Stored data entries
[Start of section]
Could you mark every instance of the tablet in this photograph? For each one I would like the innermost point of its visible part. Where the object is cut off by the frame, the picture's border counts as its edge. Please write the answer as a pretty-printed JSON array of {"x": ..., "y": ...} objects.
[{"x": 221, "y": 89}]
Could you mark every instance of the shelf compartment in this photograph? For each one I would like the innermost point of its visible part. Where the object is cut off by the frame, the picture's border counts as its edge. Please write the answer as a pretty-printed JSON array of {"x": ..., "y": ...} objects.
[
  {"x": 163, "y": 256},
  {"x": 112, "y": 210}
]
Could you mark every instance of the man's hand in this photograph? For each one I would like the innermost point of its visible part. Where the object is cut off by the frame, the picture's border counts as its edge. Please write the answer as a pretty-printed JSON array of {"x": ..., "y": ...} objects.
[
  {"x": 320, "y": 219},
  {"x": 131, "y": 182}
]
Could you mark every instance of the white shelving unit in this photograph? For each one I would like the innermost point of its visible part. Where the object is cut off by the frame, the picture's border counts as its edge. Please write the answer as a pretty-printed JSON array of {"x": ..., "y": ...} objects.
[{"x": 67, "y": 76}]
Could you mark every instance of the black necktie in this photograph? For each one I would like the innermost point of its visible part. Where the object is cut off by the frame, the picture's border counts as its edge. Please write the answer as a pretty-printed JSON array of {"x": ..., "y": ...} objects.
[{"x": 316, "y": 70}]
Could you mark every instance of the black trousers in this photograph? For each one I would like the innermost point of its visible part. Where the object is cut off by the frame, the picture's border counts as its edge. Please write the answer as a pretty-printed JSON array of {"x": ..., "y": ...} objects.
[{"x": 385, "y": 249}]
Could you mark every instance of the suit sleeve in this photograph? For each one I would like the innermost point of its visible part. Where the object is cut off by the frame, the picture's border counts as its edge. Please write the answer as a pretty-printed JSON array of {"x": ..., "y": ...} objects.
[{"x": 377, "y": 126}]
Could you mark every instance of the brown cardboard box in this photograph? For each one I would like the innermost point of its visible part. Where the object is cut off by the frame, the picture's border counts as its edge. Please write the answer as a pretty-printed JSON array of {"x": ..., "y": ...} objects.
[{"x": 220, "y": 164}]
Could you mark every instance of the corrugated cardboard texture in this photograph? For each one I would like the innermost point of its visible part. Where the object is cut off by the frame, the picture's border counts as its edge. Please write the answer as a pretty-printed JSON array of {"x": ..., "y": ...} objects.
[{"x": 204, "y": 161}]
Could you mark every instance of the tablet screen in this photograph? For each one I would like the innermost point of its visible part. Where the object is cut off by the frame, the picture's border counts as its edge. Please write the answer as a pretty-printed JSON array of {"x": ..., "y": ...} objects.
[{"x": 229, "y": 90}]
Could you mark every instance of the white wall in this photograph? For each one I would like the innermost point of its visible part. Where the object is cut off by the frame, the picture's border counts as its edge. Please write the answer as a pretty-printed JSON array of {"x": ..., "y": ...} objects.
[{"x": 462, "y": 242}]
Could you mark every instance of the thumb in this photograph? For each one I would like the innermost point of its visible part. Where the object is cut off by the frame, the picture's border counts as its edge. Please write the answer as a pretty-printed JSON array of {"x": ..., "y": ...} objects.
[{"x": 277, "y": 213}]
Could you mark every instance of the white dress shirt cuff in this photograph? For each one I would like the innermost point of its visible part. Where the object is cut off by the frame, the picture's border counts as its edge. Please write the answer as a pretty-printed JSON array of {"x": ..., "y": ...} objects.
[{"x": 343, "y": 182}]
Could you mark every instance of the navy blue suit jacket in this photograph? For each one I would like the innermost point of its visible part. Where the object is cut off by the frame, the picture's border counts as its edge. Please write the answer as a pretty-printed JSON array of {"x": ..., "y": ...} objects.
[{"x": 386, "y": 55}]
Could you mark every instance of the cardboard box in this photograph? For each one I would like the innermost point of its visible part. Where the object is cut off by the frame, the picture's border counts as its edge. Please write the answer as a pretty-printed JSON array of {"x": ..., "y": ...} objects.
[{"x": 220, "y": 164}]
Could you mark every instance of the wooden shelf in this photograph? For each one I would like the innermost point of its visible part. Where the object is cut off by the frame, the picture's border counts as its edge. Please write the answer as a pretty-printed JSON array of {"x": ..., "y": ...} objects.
[End of section]
Recopy the entries above in their entirety, exactly.

• [Solved exercise]
Could you mark every instance of the tablet in this photograph? For each one I would like the innermost point of its visible part. Where the object is cut off by the frame, the picture's border counts as its edge. Please write the answer as a pretty-printed JSON array of {"x": ..., "y": ...} objects.
[{"x": 221, "y": 89}]
Could you mark every instance of the shelf compartment in this photograph? For each one I would like the innermost point of its visible part. Where the object is cut off by the frame, the picture's border counts as its edge. Please write the answer as a pretty-printed JSON array of {"x": ..., "y": ...} objects.
[
  {"x": 163, "y": 256},
  {"x": 112, "y": 210}
]
Could you mark every instance of the man's hand in this photograph? For each one I would like the innermost point of its visible part. Where the object is cut off by the frame, the picture's border counts as its edge. Please write the answer as a pretty-printed JSON array of {"x": ..., "y": ...} objects.
[
  {"x": 320, "y": 219},
  {"x": 131, "y": 182}
]
Could you mark every instance of the white shelving unit in this photograph? For each one I would like the innermost point of its visible part. Where the object is cut off by the frame, the picture's border counts as its edge. Please write the answer as a pretty-printed JSON array of {"x": ..., "y": ...} objects.
[{"x": 67, "y": 76}]
Could you mark every instance of the black necktie in this photograph? For each one I would like the innermost point of its visible part. Where the object is cut off by the frame, the picture's border counts as its edge. Please write the answer as a pretty-printed JSON array of {"x": ..., "y": ...} objects.
[{"x": 316, "y": 70}]
Could you mark every instance of the black trousers in this photograph? For each one I would like the innermost point of its visible part. Where the object is cut off by the frame, the picture's border counts as its edge. Please write the answer as a pretty-printed JSON array of {"x": ..., "y": ...} objects.
[{"x": 385, "y": 249}]
Could you mark every instance of the suit sleeve in this photograph? For each one I would like the innermost point of its visible part. Where the object is cut off by the frame, the picture's border counts as its edge. Please write the answer as a pretty-printed JSON array of {"x": ..., "y": ...} objects.
[{"x": 377, "y": 126}]
Could you mark every instance of the brown cardboard box in this photograph? For each one I would like the innermost point of its visible part. Where the object is cut off by the frame, the picture's border counts as its edge. Please write the answer as a pretty-printed JSON array of {"x": ..., "y": ...} objects.
[{"x": 220, "y": 164}]
Could you mark every instance of the corrugated cardboard texture in this photograph? For each one I would like the innermost point of its visible part. Where the object is cut off by the frame, the picture's border counts as its edge. Please write the answer as a pretty-printed JSON array of {"x": ..., "y": ...} objects.
[{"x": 204, "y": 161}]
Could you mark every instance of the tablet screen in this photograph? For each one I would like the innermost point of its visible part. Where the object is cut off by the frame, the picture's border counts as its edge. Please write the answer as a pretty-printed JSON array of {"x": ..., "y": ...} objects.
[{"x": 229, "y": 90}]
Could you mark every instance of the white wall in this photograph? For each one I would like the innermost point of its visible part. Where the object is cut off by the frame, the picture's border counts as its edge. Please write the answer as a pretty-printed JSON array of {"x": ..., "y": ...} objects.
[{"x": 462, "y": 242}]
Could you mark every instance of the thumb in this photograph? For each one I would like the innermost point of its visible part. Where the object is cut off by the frame, the picture's border counts as its edge. Please write the answer as a pretty-printed JSON array of {"x": ..., "y": ...} objects.
[{"x": 277, "y": 213}]
Could you mark every instance of the white dress shirt cuff in this photograph? For each one I would like the innermost point of its visible part. Where the object is cut off by the frame, the picture's border counts as its edge. Please write the answer as a pretty-printed JSON array of {"x": ..., "y": ...} objects.
[{"x": 343, "y": 182}]
Could you mark every instance of the navy blue suit jacket in this photograph? For each one I would like the innermost point of its visible part. Where the object is cut off by the frame, the picture's border counts as its edge. Please write the answer as a pretty-printed JSON array of {"x": ..., "y": ...} objects.
[{"x": 386, "y": 55}]
Could you mark every instance of the cardboard box in this photograph? For each one I would like the innermost point of its visible part. Where the object is cut off by the frame, the picture's border counts as its edge. Please write the answer as a pretty-printed JSON array of {"x": ..., "y": ...} objects.
[{"x": 220, "y": 164}]
Could you mark every instance of the wooden shelf in this photograph? For each one I would like the innermost point of its visible part. Where the object is cut off by the frame, the picture's border counts as its edge. Please write the answer as a pretty-printed JSON array of {"x": ..., "y": ...} objects.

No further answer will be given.